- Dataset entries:
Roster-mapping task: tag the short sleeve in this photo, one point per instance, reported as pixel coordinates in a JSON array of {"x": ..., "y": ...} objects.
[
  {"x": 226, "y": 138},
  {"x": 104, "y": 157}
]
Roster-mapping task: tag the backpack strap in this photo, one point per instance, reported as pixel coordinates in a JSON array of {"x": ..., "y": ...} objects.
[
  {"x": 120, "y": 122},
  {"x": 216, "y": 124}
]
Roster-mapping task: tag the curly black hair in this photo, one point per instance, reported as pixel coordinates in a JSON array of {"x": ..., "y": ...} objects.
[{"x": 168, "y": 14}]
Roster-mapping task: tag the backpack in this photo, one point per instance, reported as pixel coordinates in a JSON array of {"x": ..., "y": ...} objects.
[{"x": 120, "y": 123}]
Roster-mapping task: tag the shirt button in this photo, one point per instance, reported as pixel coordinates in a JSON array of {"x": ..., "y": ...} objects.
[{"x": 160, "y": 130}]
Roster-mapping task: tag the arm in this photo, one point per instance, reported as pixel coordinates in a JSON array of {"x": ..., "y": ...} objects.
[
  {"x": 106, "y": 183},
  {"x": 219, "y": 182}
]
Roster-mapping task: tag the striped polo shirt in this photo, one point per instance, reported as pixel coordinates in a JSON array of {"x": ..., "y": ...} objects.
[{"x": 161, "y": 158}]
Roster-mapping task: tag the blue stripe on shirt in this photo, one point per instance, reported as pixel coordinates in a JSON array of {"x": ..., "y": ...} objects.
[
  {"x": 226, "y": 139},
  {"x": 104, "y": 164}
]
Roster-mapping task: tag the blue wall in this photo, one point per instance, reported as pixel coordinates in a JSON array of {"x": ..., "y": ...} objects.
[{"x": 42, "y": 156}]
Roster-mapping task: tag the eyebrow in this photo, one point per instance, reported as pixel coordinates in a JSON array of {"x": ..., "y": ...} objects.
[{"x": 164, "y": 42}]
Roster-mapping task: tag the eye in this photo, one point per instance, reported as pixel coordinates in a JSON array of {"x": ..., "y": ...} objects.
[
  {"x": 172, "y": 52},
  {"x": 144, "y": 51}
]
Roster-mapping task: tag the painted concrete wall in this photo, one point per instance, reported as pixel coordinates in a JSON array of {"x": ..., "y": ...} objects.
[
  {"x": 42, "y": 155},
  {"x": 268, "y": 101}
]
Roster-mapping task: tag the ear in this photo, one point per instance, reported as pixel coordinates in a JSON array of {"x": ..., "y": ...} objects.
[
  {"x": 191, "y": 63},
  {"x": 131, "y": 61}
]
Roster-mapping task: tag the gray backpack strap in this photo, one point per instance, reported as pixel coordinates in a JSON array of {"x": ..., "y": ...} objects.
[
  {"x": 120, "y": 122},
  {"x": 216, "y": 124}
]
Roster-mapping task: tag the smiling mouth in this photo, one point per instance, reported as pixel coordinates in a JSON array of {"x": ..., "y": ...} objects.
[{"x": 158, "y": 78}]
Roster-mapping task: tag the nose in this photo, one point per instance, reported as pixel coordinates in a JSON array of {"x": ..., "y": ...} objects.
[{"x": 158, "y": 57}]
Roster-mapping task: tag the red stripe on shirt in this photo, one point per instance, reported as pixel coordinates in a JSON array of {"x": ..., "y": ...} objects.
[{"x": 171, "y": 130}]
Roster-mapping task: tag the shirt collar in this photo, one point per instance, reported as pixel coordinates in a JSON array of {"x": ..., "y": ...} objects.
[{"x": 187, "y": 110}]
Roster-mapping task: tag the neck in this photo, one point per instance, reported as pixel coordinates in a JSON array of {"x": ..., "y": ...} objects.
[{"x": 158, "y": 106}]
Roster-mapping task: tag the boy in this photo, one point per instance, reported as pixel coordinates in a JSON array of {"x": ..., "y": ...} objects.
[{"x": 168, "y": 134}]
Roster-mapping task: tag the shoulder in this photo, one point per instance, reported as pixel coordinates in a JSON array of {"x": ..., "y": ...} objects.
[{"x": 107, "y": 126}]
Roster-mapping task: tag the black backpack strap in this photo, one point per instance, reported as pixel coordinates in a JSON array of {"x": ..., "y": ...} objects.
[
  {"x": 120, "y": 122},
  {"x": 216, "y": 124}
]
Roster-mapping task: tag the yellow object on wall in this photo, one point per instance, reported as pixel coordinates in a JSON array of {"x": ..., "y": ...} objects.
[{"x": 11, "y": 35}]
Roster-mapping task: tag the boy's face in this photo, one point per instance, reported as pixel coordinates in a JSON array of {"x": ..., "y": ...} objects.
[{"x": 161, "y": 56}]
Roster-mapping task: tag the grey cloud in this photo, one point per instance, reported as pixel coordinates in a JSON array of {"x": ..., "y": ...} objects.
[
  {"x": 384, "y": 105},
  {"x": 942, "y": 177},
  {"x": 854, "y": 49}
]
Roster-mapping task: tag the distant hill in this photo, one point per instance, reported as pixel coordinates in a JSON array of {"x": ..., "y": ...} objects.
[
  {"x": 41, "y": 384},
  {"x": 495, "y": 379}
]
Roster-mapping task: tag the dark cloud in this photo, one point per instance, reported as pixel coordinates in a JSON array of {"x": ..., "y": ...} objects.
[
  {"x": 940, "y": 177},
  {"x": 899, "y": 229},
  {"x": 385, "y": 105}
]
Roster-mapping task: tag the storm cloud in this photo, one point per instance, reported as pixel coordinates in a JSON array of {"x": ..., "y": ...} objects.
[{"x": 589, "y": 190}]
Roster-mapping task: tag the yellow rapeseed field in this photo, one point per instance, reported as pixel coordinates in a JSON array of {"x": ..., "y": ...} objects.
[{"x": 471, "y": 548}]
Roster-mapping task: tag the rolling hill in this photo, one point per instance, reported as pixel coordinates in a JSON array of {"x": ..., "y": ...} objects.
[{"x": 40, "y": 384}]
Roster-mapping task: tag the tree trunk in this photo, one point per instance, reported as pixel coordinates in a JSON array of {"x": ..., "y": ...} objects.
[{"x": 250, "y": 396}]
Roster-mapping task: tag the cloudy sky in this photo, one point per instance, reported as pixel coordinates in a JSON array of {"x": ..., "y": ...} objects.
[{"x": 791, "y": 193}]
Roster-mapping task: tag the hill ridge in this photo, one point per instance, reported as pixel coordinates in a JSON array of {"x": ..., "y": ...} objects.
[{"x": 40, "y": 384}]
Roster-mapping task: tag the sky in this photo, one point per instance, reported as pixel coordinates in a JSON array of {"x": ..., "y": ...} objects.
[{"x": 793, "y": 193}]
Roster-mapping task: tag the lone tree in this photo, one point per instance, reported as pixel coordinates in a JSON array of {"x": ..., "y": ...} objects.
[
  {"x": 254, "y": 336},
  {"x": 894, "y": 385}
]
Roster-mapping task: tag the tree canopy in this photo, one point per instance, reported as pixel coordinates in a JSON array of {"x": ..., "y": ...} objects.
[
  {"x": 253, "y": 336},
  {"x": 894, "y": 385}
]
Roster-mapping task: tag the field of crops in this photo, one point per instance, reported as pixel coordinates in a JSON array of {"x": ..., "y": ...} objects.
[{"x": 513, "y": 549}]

- YOUR INSTRUCTIONS: Render the lines above as a numbered list, omitting any blank lines.

- OUTPUT:
1. Roster-mapping task: tag the short sleeve in this photo, one point per instance, reported as pixel coordinates in a JSON array of {"x": ..., "y": ...} objects.
2. [
3.   {"x": 226, "y": 138},
4.   {"x": 104, "y": 157}
5. ]
6. Roster-mapping task: tag the backpack strap in this photo, one point per instance, reported as pixel coordinates in a JSON array of {"x": ..., "y": ...} objects.
7. [
8.   {"x": 120, "y": 122},
9.   {"x": 216, "y": 124}
10. ]
11. Roster-mapping task: tag the curly black hair in this photo, one point per instance, reported as pixel coordinates in a JSON array of {"x": ..., "y": ...} objects.
12. [{"x": 168, "y": 14}]
13. Roster-mapping task: tag the backpack in this photo, one point per instance, reported as pixel coordinates in a JSON array of {"x": ..., "y": ...} objects.
14. [{"x": 120, "y": 123}]
15. Roster-mapping task: tag the shirt button in this photo, one point per instance, reported as pixel coordinates in a JSON array of {"x": ..., "y": ...} objects.
16. [{"x": 160, "y": 130}]
17. Roster-mapping task: tag the arm in this photo, one point per instance, reported as pixel coordinates in a JSON array of {"x": ..., "y": ...} objects.
18. [
19.   {"x": 106, "y": 183},
20.   {"x": 219, "y": 182}
21. ]
22. Roster-mapping task: tag the striped polo shirt in this photo, one point per instance, reported as pixel coordinates in a JSON array of {"x": ..., "y": ...} objects.
23. [{"x": 161, "y": 158}]
24. Roster-mapping task: tag the blue stripe on shirt in this photo, one point per instance, reported as pixel coordinates in a JSON array of {"x": ..., "y": ...} objects.
25. [
26.   {"x": 226, "y": 139},
27.   {"x": 104, "y": 164}
28. ]
29. Roster-mapping task: tag the blue wall in this photo, one point per instance, reported as pixel coordinates in a JSON array of {"x": ..., "y": ...} objects.
30. [{"x": 42, "y": 156}]
31. Roster-mapping task: tag the eyebrow in this photo, one point per instance, reported as pixel coordinates in a JSON array of {"x": ..., "y": ...} objects.
32. [{"x": 164, "y": 42}]
33. Roster-mapping task: tag the eye in this photo, one point per instance, reported as pixel coordinates in a JSON array of {"x": ..., "y": ...} objects.
34. [
35.   {"x": 172, "y": 52},
36.   {"x": 144, "y": 51}
37. ]
38. Roster-mapping task: tag the painted concrete wall in this photo, one point per instance, reported as pixel coordinates in a JSON array of {"x": ..., "y": ...} objects.
39. [
40.   {"x": 42, "y": 155},
41.   {"x": 268, "y": 101}
42. ]
43. Roster-mapping task: tag the ear in this photo, one point per instance, reported as pixel coordinates in a JSON array of {"x": ..., "y": ...} objects.
44. [
45.   {"x": 191, "y": 63},
46.   {"x": 131, "y": 61}
47. ]
48. Roster-mapping task: tag the gray backpack strap in this photo, one point per instance, reported as pixel coordinates in a JSON array of {"x": ..., "y": ...} objects.
49. [
50.   {"x": 120, "y": 122},
51.   {"x": 216, "y": 124}
52. ]
53. Roster-mapping task: tag the smiling mouth in this photo, one point per instance, reported as pixel coordinates in a JSON array of {"x": ..., "y": ...} objects.
54. [{"x": 158, "y": 78}]
55. Roster-mapping task: tag the nose in this photo, one point per instance, reported as pixel coordinates in a JSON array of {"x": ..., "y": ...} objects.
56. [{"x": 158, "y": 57}]
57. Roster-mapping task: tag the red stripe on shirt in this photo, one point per instance, reported as pixel coordinates in a JSON array of {"x": ..., "y": ...} objects.
58. [{"x": 171, "y": 130}]
59. Roster-mapping task: tag the shirt collar in this photo, one point per instance, reported as pixel coordinates in a JSON array of {"x": ..., "y": ...} objects.
60. [{"x": 187, "y": 110}]
61. Roster-mapping task: tag the neck in this photo, one point per instance, reported as pixel coordinates in a JSON array of {"x": ..., "y": ...} objects.
62. [{"x": 158, "y": 106}]
63. Roster-mapping task: tag the boy in this photo, one point per instance, reported as pixel coordinates in a JSON array of {"x": ..., "y": ...} objects.
64. [{"x": 168, "y": 134}]
65. Roster-mapping task: tag the shoulder in this photo, one point per instance, reported as pixel coordinates in a JSON array of {"x": ..., "y": ...} objects.
66. [{"x": 107, "y": 126}]
67. Roster-mapping task: tag the black backpack strap in this photo, one point per instance, reported as pixel coordinates in a JSON array of {"x": ..., "y": ...} objects.
68. [
69.   {"x": 120, "y": 122},
70.   {"x": 216, "y": 124}
71. ]
72. Roster-mapping task: tag the yellow object on wall in this photo, one point per instance, reported as pixel coordinates in a JSON array of {"x": ..., "y": ...} objects.
73. [{"x": 11, "y": 35}]
74. Roster-mapping task: tag the boy's face in this photo, one point per instance, reported as pixel coordinates in a JSON array of {"x": ..., "y": ...} objects.
75. [{"x": 161, "y": 56}]
76. Roster-mapping task: tag the grey cloud in this photo, one point per instance, reported as pixel coordinates in a JSON array of {"x": ..., "y": ...} objects.
77. [
78.   {"x": 384, "y": 105},
79.   {"x": 942, "y": 177},
80.   {"x": 854, "y": 49}
81. ]
82. Roster-mapping task: tag the distant hill in this photo, one point per instance, reported as pixel coordinates in a JSON array of {"x": ..., "y": ...} objects.
83. [
84.   {"x": 41, "y": 384},
85.   {"x": 495, "y": 379}
86. ]
87. Roster-mapping task: tag the dark cloud in this photo, one point per instance, reported as pixel coordinates in a JSON array of {"x": ..., "y": ...} objects.
88. [
89.   {"x": 940, "y": 177},
90.   {"x": 899, "y": 229},
91.   {"x": 385, "y": 105}
92. ]
93. Roster-mapping task: tag the storm cloud in this photo, one point per instance, reported as pixel coordinates in a JSON array of {"x": ..., "y": ...} objects.
94. [{"x": 589, "y": 190}]
95. Roster-mapping task: tag the yellow rapeseed field in this photo, one point per instance, reported as pixel coordinates in a JSON array of {"x": ..., "y": ...} objects.
96. [{"x": 471, "y": 548}]
97. Roster-mapping task: tag the rolling hill in this photo, one point per instance, reported as pixel coordinates in a JSON array of {"x": ..., "y": ...} objects.
98. [{"x": 40, "y": 384}]
99. Roster-mapping task: tag the tree trunk in this photo, one point per instance, reported as pixel coordinates in a JSON array of {"x": ..., "y": ...} objects.
100. [{"x": 250, "y": 396}]
101. Roster-mapping task: tag the cloudy sky in this photo, one point per instance, reported as pixel coordinates in a JSON array of {"x": ..., "y": ...} objects.
102. [{"x": 791, "y": 193}]
103. Roster-mapping task: tag the hill ridge in this photo, one point per instance, reported as pixel coordinates in a JSON array of {"x": ..., "y": ...} objects.
104. [{"x": 40, "y": 384}]
105. Roster-mapping task: tag the sky in this photo, one point per instance, reported as pixel coordinates in a JSON array of {"x": ..., "y": ...} objects.
106. [{"x": 793, "y": 193}]
107. Roster-mapping task: tag the lone tree in this photo, one point per instance, reported as pixel coordinates in a JSON array of {"x": ..., "y": ...} objects.
108. [
109.   {"x": 254, "y": 336},
110.   {"x": 894, "y": 385}
111. ]
112. Roster-mapping task: tag the tree canopy in this photo, one point per instance, reported as pixel coordinates in a JSON array of {"x": ..., "y": ...} objects.
113. [
114.   {"x": 253, "y": 336},
115.   {"x": 894, "y": 385}
116. ]
117. Roster-mapping task: tag the field of crops in this photo, one point per instance, reported as pixel coordinates in a JSON array of {"x": ..., "y": ...} objects.
118. [{"x": 513, "y": 549}]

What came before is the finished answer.